(Excerpts of pointing data)
------------------------------------
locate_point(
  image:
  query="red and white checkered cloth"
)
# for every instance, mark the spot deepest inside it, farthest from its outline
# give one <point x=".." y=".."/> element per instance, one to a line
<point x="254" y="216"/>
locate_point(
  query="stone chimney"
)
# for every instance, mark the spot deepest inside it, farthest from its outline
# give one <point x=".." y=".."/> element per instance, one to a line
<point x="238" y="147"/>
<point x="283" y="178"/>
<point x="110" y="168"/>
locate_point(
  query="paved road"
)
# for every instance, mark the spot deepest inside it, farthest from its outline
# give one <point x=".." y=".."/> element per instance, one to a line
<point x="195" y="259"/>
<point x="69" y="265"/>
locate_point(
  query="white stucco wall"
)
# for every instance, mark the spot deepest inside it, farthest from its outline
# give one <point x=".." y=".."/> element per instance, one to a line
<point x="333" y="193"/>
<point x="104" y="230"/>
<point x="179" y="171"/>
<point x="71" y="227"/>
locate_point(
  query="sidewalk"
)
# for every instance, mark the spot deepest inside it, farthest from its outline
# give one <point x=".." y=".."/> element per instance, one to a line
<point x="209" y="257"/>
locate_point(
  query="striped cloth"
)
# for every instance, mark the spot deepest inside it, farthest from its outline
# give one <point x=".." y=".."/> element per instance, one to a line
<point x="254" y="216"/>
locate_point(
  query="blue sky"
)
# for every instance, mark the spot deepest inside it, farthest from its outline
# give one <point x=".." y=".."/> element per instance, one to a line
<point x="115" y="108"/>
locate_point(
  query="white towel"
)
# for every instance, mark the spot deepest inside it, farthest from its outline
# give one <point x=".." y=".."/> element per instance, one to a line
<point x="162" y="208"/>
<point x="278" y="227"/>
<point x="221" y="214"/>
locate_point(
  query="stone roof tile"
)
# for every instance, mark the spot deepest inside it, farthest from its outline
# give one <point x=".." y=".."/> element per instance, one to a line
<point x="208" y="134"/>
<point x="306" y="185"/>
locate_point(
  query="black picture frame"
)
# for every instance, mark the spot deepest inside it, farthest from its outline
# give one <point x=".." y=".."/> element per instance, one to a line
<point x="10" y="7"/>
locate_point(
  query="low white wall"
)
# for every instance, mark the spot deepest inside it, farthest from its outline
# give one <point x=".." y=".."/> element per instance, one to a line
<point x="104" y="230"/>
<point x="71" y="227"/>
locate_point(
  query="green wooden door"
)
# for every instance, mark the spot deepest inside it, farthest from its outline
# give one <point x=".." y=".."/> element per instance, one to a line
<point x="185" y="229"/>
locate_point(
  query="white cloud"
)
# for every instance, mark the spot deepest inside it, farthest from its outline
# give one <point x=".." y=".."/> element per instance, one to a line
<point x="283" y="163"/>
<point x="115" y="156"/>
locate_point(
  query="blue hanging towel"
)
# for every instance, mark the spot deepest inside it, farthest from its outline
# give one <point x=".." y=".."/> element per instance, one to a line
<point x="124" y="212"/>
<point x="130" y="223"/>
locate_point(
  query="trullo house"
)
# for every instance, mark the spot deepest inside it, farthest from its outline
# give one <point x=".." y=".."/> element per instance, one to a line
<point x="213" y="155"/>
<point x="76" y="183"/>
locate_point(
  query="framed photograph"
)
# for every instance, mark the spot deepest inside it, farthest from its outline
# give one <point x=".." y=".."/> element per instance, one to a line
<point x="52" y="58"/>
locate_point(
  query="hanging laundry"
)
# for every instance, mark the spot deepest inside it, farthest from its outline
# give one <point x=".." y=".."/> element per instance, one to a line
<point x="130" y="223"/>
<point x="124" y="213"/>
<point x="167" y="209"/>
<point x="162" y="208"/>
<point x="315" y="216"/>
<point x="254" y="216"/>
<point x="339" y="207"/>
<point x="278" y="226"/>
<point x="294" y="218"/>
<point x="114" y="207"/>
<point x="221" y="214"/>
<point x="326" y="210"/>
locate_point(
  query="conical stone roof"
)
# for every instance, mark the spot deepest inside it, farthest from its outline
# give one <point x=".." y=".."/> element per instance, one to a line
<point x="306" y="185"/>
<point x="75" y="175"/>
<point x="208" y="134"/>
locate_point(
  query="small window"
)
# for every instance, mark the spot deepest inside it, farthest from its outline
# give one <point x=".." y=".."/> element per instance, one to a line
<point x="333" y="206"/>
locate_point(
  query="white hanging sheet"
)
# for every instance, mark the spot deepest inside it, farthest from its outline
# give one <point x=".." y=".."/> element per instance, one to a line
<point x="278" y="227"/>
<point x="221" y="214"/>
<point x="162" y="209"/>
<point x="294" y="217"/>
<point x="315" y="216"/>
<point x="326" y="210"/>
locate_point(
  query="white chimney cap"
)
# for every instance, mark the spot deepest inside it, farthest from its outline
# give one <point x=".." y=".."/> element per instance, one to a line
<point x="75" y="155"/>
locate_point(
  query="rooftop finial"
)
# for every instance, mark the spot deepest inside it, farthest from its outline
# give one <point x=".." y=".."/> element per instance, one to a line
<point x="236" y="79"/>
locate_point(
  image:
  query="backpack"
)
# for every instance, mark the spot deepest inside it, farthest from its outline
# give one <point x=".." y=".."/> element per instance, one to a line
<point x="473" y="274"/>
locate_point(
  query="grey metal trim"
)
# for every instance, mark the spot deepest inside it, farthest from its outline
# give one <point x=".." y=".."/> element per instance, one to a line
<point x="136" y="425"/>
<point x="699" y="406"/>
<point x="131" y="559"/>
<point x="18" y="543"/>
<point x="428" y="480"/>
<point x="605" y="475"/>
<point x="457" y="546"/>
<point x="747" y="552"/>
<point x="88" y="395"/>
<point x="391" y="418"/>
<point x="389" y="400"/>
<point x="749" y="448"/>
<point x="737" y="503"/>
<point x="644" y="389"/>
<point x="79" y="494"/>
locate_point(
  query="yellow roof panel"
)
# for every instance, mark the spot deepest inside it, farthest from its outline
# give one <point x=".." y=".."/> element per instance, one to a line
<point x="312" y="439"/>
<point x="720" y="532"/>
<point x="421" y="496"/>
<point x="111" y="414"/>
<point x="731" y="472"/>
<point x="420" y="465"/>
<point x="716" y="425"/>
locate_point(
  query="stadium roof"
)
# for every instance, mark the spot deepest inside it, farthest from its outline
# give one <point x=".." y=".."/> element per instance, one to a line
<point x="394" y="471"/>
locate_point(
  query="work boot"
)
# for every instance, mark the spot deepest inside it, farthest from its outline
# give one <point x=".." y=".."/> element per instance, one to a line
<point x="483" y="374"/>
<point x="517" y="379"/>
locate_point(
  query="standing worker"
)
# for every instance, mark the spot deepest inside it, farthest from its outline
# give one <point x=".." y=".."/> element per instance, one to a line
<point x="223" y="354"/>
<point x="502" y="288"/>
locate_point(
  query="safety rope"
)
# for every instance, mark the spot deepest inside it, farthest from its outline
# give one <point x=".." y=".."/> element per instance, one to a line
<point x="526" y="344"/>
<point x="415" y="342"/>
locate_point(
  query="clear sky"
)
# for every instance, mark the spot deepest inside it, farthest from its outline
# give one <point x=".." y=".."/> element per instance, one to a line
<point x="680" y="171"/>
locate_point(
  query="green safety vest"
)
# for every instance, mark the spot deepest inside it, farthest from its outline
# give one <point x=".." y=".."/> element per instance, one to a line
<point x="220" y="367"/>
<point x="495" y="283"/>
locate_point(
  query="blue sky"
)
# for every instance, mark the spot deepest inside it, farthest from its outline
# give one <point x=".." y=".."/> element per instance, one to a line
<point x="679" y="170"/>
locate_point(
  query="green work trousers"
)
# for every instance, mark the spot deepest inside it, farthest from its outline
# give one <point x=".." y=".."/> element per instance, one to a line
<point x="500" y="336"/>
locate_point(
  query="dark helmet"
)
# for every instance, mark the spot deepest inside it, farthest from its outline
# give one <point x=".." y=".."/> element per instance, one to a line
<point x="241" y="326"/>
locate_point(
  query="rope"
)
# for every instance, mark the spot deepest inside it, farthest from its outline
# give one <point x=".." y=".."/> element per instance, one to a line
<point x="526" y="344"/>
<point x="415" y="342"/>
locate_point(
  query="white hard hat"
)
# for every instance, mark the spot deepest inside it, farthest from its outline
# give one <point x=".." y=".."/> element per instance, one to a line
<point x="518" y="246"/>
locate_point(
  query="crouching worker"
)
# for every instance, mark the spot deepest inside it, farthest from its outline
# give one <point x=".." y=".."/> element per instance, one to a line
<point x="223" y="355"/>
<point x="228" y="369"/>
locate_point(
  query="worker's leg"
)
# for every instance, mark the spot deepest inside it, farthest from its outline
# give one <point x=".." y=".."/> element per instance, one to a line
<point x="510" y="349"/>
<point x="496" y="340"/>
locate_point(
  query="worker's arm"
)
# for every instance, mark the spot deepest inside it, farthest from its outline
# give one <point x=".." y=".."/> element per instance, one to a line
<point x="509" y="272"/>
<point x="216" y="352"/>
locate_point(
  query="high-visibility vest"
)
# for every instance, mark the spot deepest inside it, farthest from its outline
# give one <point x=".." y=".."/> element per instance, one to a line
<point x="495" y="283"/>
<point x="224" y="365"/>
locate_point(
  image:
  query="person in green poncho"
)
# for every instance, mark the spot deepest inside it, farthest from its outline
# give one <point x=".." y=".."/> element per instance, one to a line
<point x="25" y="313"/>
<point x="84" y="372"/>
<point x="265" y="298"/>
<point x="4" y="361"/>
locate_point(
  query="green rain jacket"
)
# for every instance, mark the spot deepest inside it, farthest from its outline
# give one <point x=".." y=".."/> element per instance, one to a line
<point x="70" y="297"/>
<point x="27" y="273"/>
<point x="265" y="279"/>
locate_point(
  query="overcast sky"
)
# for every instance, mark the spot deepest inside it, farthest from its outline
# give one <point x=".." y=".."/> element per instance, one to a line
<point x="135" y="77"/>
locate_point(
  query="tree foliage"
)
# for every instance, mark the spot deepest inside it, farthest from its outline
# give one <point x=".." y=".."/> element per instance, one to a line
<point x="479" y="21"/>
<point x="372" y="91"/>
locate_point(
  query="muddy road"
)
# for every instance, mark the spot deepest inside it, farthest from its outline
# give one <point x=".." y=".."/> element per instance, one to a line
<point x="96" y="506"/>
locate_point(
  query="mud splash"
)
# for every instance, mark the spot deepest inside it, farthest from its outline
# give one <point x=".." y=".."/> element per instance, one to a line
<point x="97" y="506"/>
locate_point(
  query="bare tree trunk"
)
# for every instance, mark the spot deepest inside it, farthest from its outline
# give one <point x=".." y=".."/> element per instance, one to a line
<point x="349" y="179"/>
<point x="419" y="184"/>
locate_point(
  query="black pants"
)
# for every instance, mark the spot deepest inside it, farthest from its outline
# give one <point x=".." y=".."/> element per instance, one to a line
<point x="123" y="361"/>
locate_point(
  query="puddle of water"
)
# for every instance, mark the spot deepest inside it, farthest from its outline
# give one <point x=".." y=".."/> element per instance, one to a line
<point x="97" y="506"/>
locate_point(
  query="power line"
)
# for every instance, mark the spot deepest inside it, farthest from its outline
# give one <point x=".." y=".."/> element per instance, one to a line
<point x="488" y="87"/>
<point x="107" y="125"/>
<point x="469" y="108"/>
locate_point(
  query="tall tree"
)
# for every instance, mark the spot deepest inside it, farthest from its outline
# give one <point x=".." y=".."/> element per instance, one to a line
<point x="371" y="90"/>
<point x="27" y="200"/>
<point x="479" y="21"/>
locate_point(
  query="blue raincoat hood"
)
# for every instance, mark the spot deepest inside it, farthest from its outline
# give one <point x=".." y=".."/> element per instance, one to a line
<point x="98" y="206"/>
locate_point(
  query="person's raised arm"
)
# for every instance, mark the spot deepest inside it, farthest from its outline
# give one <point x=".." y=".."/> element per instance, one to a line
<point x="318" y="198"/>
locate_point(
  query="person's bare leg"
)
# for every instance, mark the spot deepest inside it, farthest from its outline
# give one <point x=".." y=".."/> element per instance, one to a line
------------------------------------
**Problem:**
State how many lines of the records contain the string "stone". Give only the number.

**Complete output:**
3